▶ [SET TASK]:
Express the lines below as a JSON list of strings, one string per line, skipping blank lines and leaving out the pictures.

▶ [Pointing dataset lines]:
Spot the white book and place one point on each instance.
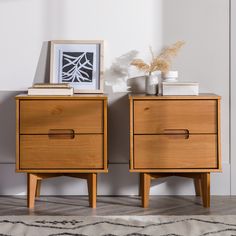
(180, 88)
(51, 85)
(51, 91)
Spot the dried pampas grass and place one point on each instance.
(162, 62)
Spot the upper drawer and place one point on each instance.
(41, 116)
(159, 116)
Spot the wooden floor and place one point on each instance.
(128, 205)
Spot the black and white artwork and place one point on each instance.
(78, 64)
(77, 67)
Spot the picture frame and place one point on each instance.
(79, 63)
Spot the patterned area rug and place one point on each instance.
(118, 225)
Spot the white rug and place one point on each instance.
(118, 225)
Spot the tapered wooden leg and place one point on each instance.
(197, 185)
(140, 185)
(146, 180)
(37, 194)
(92, 189)
(32, 183)
(205, 183)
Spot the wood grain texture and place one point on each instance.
(162, 151)
(146, 182)
(105, 157)
(32, 185)
(219, 134)
(201, 96)
(131, 134)
(38, 188)
(17, 134)
(154, 116)
(42, 152)
(205, 183)
(92, 189)
(197, 186)
(40, 116)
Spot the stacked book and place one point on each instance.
(180, 88)
(51, 89)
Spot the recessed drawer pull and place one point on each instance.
(175, 133)
(61, 133)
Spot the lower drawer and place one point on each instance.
(44, 152)
(174, 151)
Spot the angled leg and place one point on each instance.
(32, 182)
(37, 194)
(197, 185)
(140, 185)
(205, 183)
(92, 189)
(146, 180)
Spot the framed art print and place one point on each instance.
(78, 63)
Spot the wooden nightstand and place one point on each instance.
(175, 135)
(61, 135)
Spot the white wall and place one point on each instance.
(233, 97)
(125, 25)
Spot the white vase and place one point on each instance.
(151, 84)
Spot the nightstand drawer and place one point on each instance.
(175, 151)
(61, 152)
(41, 116)
(157, 116)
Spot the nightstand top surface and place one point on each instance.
(201, 96)
(75, 96)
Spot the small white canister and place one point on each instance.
(170, 76)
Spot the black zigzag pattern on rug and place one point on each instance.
(114, 223)
(65, 225)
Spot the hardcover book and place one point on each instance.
(180, 88)
(50, 91)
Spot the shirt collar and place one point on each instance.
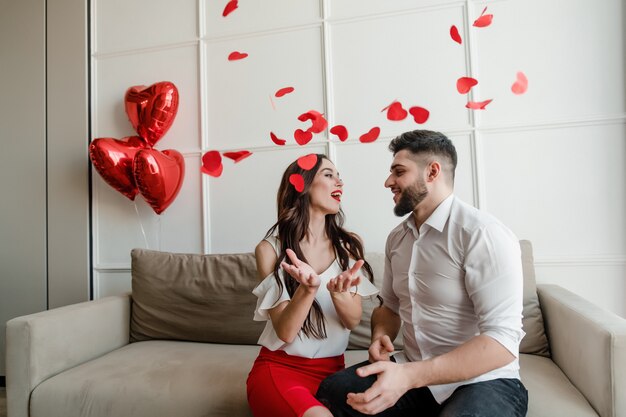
(440, 216)
(437, 220)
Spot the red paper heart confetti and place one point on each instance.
(212, 164)
(370, 136)
(236, 56)
(521, 84)
(302, 137)
(484, 20)
(284, 91)
(237, 156)
(340, 131)
(307, 162)
(420, 114)
(464, 84)
(278, 141)
(395, 111)
(319, 123)
(478, 105)
(297, 181)
(454, 34)
(230, 7)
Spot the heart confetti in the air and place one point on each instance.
(302, 137)
(464, 84)
(319, 123)
(478, 105)
(370, 136)
(395, 111)
(284, 91)
(212, 164)
(484, 20)
(340, 131)
(278, 141)
(307, 162)
(420, 114)
(230, 7)
(520, 85)
(297, 181)
(237, 156)
(236, 56)
(454, 34)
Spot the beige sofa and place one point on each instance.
(182, 345)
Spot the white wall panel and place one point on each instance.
(405, 57)
(561, 188)
(574, 58)
(259, 15)
(111, 283)
(114, 75)
(340, 9)
(123, 25)
(243, 200)
(242, 108)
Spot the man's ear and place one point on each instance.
(433, 171)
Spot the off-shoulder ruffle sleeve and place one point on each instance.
(269, 296)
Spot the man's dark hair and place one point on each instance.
(426, 142)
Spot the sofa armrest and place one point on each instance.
(588, 343)
(44, 344)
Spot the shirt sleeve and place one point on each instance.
(390, 299)
(269, 295)
(494, 282)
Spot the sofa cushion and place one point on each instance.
(550, 392)
(200, 298)
(535, 341)
(153, 378)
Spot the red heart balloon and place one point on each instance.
(151, 110)
(113, 159)
(159, 176)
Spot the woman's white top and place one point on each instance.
(336, 342)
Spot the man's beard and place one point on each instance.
(410, 198)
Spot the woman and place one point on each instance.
(310, 293)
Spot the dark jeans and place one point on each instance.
(496, 398)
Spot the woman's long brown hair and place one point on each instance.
(292, 226)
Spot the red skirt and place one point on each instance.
(283, 385)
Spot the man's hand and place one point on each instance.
(301, 272)
(380, 349)
(392, 382)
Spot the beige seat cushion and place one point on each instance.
(152, 379)
(550, 393)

▶ [FINAL ANSWER]:
[
  "Spot the white book and place one point on each instance.",
  "(180, 88)",
  "(51, 85)",
  "(51, 91)",
  "Spot the dried pampas grass and place one point on each instance.",
  "(162, 62)",
  "Spot the upper drawer and place one point on each instance.",
  "(41, 116)",
  "(159, 116)",
  "Spot the wooden floor and place one point on each instance.",
  "(128, 205)",
  "Spot the black and white artwork and place one point on each instance.",
  "(78, 64)",
  "(77, 67)",
  "Spot the picture frame and place one point on each instance.",
  "(79, 63)",
  "Spot the patterned area rug and place one point on each instance.",
  "(118, 225)",
  "Spot the white rug and place one point on each instance.",
  "(118, 225)",
  "Spot the tapered wooden leg and place one point on each instance.",
  "(197, 185)",
  "(140, 185)",
  "(146, 180)",
  "(37, 194)",
  "(92, 189)",
  "(32, 183)",
  "(205, 183)",
  "Spot the wood grain texture and place one point on each instance.",
  "(162, 151)",
  "(146, 182)",
  "(105, 157)",
  "(32, 185)",
  "(219, 134)",
  "(201, 96)",
  "(131, 134)",
  "(38, 188)",
  "(17, 134)",
  "(154, 116)",
  "(42, 152)",
  "(205, 183)",
  "(92, 189)",
  "(197, 186)",
  "(40, 116)",
  "Spot the stacked book and place one point on each instance.",
  "(180, 88)",
  "(51, 89)",
  "Spot the recessed drawer pull and place one point on each instance.",
  "(175, 133)",
  "(61, 133)",
  "Spot the lower drawer and place one point on each instance.",
  "(44, 152)",
  "(174, 151)",
  "Spot the angled leg and place one point on each instance.",
  "(32, 182)",
  "(37, 194)",
  "(197, 185)",
  "(140, 185)",
  "(205, 183)",
  "(92, 189)",
  "(146, 180)",
  "Spot the framed art print and place one point on each instance.",
  "(78, 63)",
  "Spot the wooden nightstand and place one point on each instance.",
  "(175, 135)",
  "(61, 135)",
  "Spot the white wall and place one point on each instance.",
  "(233, 97)",
  "(125, 25)",
  "Spot the white vase and place one point on each instance.",
  "(151, 84)",
  "Spot the nightstand drawer and place one point on each instance.",
  "(175, 151)",
  "(61, 152)",
  "(41, 116)",
  "(157, 116)",
  "Spot the nightstand top surface and place one point on each instance.",
  "(201, 96)",
  "(75, 96)",
  "Spot the small white canister and place one point on each instance.",
  "(170, 76)",
  "Spot the black zigzag pattern on rug and place one point on each instance.",
  "(114, 223)",
  "(65, 225)",
  "Spot the hardcover book and place one point on each instance.",
  "(180, 88)",
  "(50, 91)",
  "Spot the shirt collar and place one point on each instance.",
  "(440, 216)",
  "(437, 220)",
  "Spot the red paper heart confetti and place one point on each instance.",
  "(212, 164)",
  "(370, 136)",
  "(236, 56)",
  "(521, 84)",
  "(302, 137)",
  "(484, 20)",
  "(284, 91)",
  "(237, 156)",
  "(340, 131)",
  "(307, 162)",
  "(420, 114)",
  "(464, 84)",
  "(278, 141)",
  "(395, 111)",
  "(319, 123)",
  "(478, 105)",
  "(297, 181)",
  "(454, 34)",
  "(230, 7)",
  "Spot the heart confetti in the air and place one point on each instance.",
  "(302, 137)",
  "(464, 84)",
  "(319, 123)",
  "(478, 105)",
  "(370, 136)",
  "(395, 111)",
  "(284, 91)",
  "(212, 164)",
  "(484, 20)",
  "(340, 131)",
  "(278, 141)",
  "(307, 162)",
  "(420, 114)",
  "(230, 7)",
  "(520, 85)",
  "(297, 181)",
  "(237, 156)",
  "(236, 56)",
  "(454, 34)",
  "Spot the beige sofa and place one point on each instance.",
  "(182, 345)",
  "Spot the white wall panel and place one point on each instance.",
  "(405, 57)",
  "(561, 188)",
  "(574, 58)",
  "(259, 15)",
  "(111, 283)",
  "(114, 75)",
  "(340, 9)",
  "(123, 25)",
  "(243, 200)",
  "(242, 108)",
  "Spot the man's ear and place one point on each instance.",
  "(433, 171)",
  "Spot the off-shoulder ruffle sleeve and place one point on each instance.",
  "(269, 296)",
  "Spot the man's dark hair and place one point on each instance.",
  "(426, 142)",
  "Spot the sofa armrest and place one point on each instance.",
  "(588, 343)",
  "(44, 344)",
  "Spot the shirt sleeve and place one point on each instance.",
  "(390, 299)",
  "(269, 295)",
  "(494, 282)",
  "Spot the sofa cushion and place one point on each instance.",
  "(550, 392)",
  "(200, 298)",
  "(535, 341)",
  "(153, 378)",
  "Spot the red heart balloon and place one point on each instance.",
  "(151, 110)",
  "(113, 159)",
  "(159, 176)",
  "Spot the woman's white top and place one point on each instance.",
  "(336, 342)",
  "Spot the man's beard and place one point on each instance.",
  "(410, 198)",
  "Spot the woman and place one point on each instance.",
  "(310, 293)",
  "Spot the dark jeans and place one point on each instance.",
  "(496, 398)",
  "Spot the woman's long brown hair and place one point on each instance.",
  "(292, 226)",
  "Spot the red skirt and place one point on each instance.",
  "(283, 385)",
  "Spot the man's hand and place one point on each instance.",
  "(301, 272)",
  "(380, 349)",
  "(392, 382)",
  "Spot the beige seat cushion and place one point on each instance.",
  "(152, 379)",
  "(550, 393)"
]